**Task directions:** Copy out the entries exactly, from the first line to the last.

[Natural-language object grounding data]
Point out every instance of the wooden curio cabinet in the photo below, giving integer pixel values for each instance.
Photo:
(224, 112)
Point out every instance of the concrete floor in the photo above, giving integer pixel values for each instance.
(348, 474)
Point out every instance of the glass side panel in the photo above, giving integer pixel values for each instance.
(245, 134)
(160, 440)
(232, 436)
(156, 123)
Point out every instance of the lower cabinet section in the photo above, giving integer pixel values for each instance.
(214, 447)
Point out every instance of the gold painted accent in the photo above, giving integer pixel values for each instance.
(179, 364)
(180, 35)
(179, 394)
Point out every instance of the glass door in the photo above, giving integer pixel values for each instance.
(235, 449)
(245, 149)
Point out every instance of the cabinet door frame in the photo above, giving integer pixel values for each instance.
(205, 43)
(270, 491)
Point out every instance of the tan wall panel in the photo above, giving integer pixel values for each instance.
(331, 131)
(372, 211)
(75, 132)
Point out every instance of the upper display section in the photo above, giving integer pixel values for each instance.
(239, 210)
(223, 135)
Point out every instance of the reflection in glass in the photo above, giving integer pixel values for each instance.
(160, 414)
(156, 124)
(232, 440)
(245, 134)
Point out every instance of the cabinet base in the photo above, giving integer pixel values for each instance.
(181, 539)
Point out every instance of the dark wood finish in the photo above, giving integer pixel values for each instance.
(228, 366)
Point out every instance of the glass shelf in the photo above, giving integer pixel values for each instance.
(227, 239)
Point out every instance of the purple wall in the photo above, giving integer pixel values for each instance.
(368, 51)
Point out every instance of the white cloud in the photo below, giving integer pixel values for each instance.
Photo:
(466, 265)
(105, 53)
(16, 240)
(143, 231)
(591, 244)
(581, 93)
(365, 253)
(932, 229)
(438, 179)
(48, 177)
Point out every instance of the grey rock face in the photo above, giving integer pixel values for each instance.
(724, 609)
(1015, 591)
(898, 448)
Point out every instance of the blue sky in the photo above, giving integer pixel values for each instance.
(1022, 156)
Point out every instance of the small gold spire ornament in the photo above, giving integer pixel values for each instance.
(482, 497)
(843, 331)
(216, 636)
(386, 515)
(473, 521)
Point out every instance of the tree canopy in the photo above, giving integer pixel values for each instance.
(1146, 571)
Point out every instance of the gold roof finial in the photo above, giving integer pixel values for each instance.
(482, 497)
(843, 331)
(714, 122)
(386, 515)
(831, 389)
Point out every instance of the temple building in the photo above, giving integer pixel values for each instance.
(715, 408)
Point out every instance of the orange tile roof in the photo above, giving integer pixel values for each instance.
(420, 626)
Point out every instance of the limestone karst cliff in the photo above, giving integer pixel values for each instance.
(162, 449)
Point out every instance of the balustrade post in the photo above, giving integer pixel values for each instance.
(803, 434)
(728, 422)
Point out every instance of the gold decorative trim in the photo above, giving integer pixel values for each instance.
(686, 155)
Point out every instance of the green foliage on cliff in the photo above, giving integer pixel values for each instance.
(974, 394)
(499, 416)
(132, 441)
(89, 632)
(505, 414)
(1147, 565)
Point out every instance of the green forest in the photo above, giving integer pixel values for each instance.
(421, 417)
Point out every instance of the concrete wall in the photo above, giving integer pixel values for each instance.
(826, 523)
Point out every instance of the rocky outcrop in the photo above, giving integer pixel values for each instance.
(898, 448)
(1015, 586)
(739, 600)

**Output for this task:**
Point out every instance of the wooden curio cabinet in the photo below, giving integer pixel values for each instance.
Photo:
(224, 112)
Point out every instance of the concrete floor in the photo above, giving integer pixel values for each instance.
(348, 474)
Point out every instance of the glass side panel in the photo above, giving integer pixel values for each instance.
(245, 134)
(160, 440)
(232, 436)
(156, 123)
Point out every instance of the lower cabinet section in the photo above, giving integer pixel values for each instance.
(214, 447)
Point out every instance of the gold painted accent in the photo above, giving integer pixel values for each instance.
(179, 364)
(180, 35)
(179, 394)
Point out every instance of the glass door in the photo above, giving integer pixel values for each instance.
(235, 449)
(245, 149)
Point out every instance of the cabinet door frame in the photo above, giving integer pixel values for each instance.
(205, 43)
(270, 491)
Point out every instance of the tan wall panel in the photo above, giving integer pixel values for each instance.
(331, 131)
(372, 211)
(75, 132)
Point out every instance of the upper display section in the photo above, giving integer pixel values for each instance.
(239, 210)
(223, 135)
Point out every instance of the reflection in glass in the photo above, giving integer pixel values for each instance.
(160, 414)
(156, 124)
(232, 440)
(245, 134)
Point out every instance of the cabinet base in the photo above, giving integer pixel values for each instance.
(181, 539)
Point out every instance of the dark wood finish in the photo above, giving integer pixel values for each instance.
(228, 366)
Point out every instance of the glass shelf in the photo above, giving integer pixel values for each instance.
(227, 239)
Point out every instance of the purple wall in the photo above, giving integer pixel values for each instance.
(368, 51)
Point out every instance of the white cloud in the photo below, giving integer pixel values for each instance.
Photo:
(466, 265)
(105, 53)
(16, 240)
(143, 231)
(591, 244)
(581, 93)
(365, 253)
(932, 229)
(438, 179)
(48, 177)
Point out every instance of the grey rock face in the photo above, giving integer pixel values for each instance.
(724, 609)
(1015, 591)
(898, 448)
Point out every instance of the blue sky in the photo above, giving integer pixel values for each instance.
(1022, 156)
Point out every instance of the small gold spire ornament in the photo above, giving integer pixel values for each instance.
(482, 497)
(843, 331)
(216, 636)
(386, 515)
(473, 521)
Point out every instance of the tree canopy in the photo above, giving integer pixel values for each instance.
(1146, 571)
Point out every instance of the gold roof finial in the photo above, giving integer pixel values for each instance.
(482, 497)
(843, 331)
(714, 122)
(386, 515)
(831, 389)
Point out every instance of the temple building in the photo above, giving integer pixel values for each instance.
(715, 408)
Point out every instance of the orange tile roof in the photo above, giving integer pixel values for each instance.
(420, 626)
Point out every instance of the limestone karst cliff in the photo above, giving integer pixel values for each instance.
(162, 449)
Point out every instance of the balustrade post in the photo above, giving integer pixel values for each instance.
(803, 434)
(728, 422)
Point out every instance of the gold decorative trim in the photo above, giving integer pixel values for each instance.
(686, 155)
Point out every instance of the green foliage on cliff in the photo above, giving integer pixel values for each instance.
(974, 394)
(499, 416)
(132, 441)
(89, 632)
(505, 414)
(1147, 565)
Point out every instance of the green forest in the photo above, giving integer pixel values for each instance.
(421, 417)
Point out every instance of the concrete wall in the photo above, giving integer pixel values for each instance.
(826, 523)
Point out every instance of the rocky outcrop in the photo above, giving integer pixel values for each instance.
(898, 448)
(1015, 586)
(739, 600)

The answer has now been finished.